Can you format the entries below as a two-column CSV with the columns "input" and "output", one row per entry, where each field is quoted and any line breaks are replaced with spaces?

INPUT DATA:
== == ==
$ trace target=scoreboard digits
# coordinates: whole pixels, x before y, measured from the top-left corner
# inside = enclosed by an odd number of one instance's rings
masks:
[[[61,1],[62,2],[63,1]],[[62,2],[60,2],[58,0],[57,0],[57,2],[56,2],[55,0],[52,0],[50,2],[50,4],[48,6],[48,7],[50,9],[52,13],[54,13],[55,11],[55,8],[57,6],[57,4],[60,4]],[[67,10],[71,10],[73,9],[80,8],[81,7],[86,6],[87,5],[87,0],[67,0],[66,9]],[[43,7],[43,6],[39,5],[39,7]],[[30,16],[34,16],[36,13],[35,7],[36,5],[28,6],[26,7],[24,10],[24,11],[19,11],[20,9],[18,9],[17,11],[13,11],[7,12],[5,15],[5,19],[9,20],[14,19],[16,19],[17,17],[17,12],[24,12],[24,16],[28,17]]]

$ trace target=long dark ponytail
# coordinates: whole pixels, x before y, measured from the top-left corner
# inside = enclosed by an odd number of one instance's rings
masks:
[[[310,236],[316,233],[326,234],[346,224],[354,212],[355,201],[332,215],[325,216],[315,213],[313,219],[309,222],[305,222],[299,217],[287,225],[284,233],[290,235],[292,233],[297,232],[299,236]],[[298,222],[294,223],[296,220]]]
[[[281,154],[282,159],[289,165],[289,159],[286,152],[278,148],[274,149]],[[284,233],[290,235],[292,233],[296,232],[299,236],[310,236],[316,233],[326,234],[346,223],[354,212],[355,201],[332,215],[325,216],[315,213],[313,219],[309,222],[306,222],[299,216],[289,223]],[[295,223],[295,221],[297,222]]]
== == ==
EXERCISE RESPONSE:
input,output
"$ trace target=scoreboard digits # coordinates: whole pixels, x before y, measured from the top-left corner # inside = enclosed by an odd number of one instance's rings masks:","[[[61,1],[62,2],[63,1]],[[62,2],[60,2],[58,0],[57,0],[57,2],[56,2],[55,0],[52,0],[50,2],[50,4],[48,6],[48,7],[50,9],[52,13],[54,13],[55,11],[55,8],[57,6],[57,4],[60,4]],[[67,10],[71,10],[73,9],[80,8],[81,7],[86,6],[87,5],[87,0],[67,0],[66,9]],[[43,7],[43,6],[39,5],[39,7]],[[30,16],[34,16],[36,13],[35,7],[36,5],[28,6],[26,7],[24,10],[24,11],[19,11],[20,9],[18,9],[17,11],[13,11],[7,12],[5,15],[5,19],[9,20],[14,19],[16,19],[17,17],[17,12],[24,12],[24,16],[28,17]]]"
"$ trace target=long dark ponytail # coordinates: whole pixels, x before y, measured from the top-left corner # inside = enclosed by an odd number of one instance's rings masks:","[[[310,236],[316,233],[326,234],[346,224],[354,212],[355,201],[332,215],[325,216],[315,213],[313,219],[309,222],[305,222],[299,217],[287,225],[284,233],[290,235],[292,233],[297,232],[299,236]],[[298,222],[294,223],[296,220]]] [[[281,154],[282,159],[289,165],[289,159],[286,152],[278,148],[274,149]],[[284,233],[290,235],[292,233],[296,232],[299,236],[310,236],[316,233],[326,234],[346,223],[354,212],[355,201],[332,215],[325,216],[315,213],[313,219],[309,222],[306,222],[299,216],[289,223]],[[295,223],[295,221],[297,222]]]"